- [Goal of the exercise]:
Go through the data and copy each line where the string "Subject" appears.
Provided material: Begin
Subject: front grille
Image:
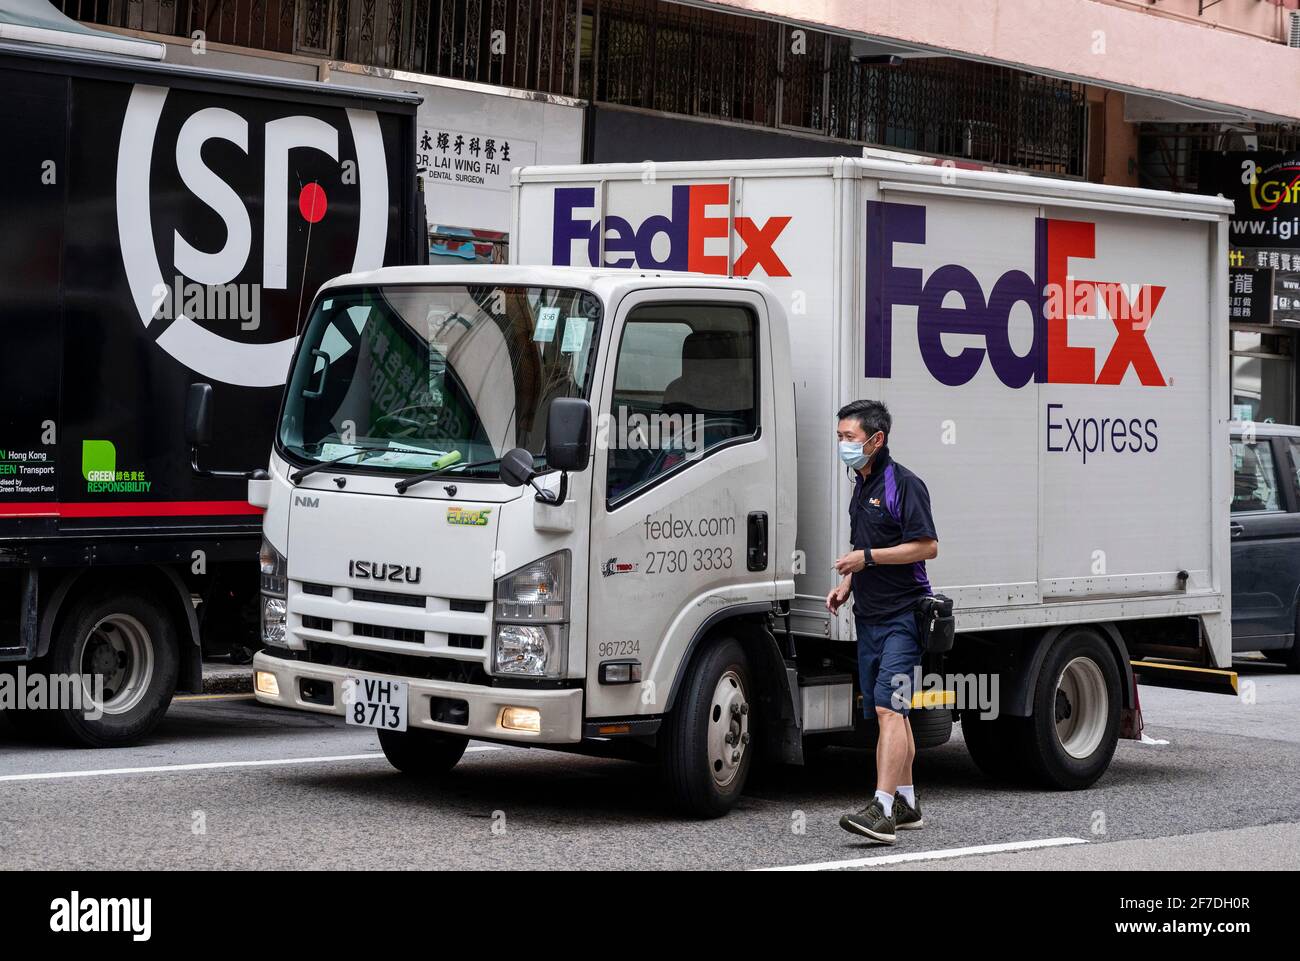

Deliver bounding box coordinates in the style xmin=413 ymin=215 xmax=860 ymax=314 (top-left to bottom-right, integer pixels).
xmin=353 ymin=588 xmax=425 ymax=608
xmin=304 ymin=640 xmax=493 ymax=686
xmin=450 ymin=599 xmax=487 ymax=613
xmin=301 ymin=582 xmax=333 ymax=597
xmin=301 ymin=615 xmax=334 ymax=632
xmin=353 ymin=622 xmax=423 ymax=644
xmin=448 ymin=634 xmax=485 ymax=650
Provided material: End
Provided material: Begin
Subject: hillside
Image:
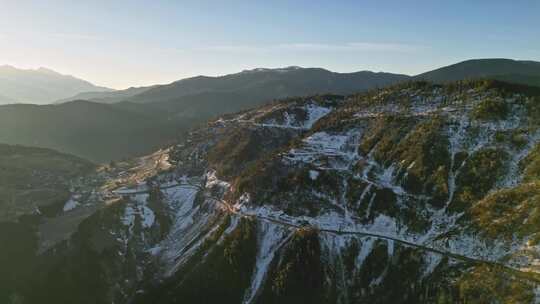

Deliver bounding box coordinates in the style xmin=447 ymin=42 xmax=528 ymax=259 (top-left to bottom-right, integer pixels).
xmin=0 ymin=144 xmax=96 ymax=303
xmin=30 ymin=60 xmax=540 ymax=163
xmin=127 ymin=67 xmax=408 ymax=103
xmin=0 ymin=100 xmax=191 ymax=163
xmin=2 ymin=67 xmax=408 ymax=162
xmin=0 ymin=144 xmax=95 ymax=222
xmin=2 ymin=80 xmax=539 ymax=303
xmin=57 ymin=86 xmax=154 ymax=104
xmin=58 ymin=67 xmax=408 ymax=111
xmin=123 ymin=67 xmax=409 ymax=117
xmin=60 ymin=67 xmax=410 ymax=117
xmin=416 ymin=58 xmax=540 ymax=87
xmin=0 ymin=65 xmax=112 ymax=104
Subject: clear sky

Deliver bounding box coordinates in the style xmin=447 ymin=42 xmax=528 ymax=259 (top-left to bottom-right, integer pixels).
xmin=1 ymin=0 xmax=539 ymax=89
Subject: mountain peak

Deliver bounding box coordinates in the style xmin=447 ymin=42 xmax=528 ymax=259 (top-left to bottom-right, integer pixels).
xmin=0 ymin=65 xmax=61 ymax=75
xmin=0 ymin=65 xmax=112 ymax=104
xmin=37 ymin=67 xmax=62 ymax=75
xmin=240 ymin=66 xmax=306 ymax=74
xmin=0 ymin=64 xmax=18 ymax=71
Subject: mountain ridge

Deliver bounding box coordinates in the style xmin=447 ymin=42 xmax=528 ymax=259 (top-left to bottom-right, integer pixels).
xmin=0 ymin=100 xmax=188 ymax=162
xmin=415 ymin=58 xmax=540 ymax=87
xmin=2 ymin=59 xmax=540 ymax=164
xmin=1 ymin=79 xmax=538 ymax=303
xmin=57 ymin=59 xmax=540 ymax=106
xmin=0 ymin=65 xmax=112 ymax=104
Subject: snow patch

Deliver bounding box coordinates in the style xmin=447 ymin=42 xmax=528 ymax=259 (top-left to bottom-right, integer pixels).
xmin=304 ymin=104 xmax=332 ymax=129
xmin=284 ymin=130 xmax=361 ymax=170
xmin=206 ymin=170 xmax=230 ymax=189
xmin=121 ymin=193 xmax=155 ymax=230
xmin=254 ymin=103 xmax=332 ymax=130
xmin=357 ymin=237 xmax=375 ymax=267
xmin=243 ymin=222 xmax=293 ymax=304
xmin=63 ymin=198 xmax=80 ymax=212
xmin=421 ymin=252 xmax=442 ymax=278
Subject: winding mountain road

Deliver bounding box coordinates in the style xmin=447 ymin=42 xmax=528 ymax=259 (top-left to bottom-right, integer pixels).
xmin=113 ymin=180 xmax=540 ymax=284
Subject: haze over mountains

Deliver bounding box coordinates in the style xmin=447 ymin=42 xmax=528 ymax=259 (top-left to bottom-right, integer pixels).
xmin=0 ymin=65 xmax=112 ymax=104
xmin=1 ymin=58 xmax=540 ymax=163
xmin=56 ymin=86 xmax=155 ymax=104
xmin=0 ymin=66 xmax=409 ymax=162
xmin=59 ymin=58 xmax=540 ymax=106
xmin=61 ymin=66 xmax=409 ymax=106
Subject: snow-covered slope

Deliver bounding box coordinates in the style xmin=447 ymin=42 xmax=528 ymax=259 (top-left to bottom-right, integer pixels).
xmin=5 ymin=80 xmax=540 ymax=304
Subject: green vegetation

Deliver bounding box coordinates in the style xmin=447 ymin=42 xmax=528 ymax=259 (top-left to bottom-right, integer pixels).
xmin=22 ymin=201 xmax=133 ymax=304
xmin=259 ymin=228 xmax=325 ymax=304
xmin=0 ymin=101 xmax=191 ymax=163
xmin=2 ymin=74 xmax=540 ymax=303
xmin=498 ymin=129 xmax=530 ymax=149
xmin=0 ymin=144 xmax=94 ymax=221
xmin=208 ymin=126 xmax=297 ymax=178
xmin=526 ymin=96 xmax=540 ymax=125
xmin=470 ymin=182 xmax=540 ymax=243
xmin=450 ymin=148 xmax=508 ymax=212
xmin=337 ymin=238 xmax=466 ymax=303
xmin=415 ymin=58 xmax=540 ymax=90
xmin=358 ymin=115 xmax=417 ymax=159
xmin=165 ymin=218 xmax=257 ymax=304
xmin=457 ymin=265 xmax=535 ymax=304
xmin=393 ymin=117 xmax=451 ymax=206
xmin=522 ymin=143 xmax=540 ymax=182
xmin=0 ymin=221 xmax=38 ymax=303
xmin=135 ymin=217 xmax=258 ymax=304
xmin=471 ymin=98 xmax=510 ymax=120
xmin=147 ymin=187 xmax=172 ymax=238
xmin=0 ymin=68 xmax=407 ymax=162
Provided material: End
- [Solution to the problem]:
Subject: front grille
Subject: hillside
Subject: clear sky
Subject: mountain peak
Subject: mountain ridge
Subject: snow patch
Subject: winding mountain road
Subject: haze over mountains
Subject: snow-covered slope
Subject: green vegetation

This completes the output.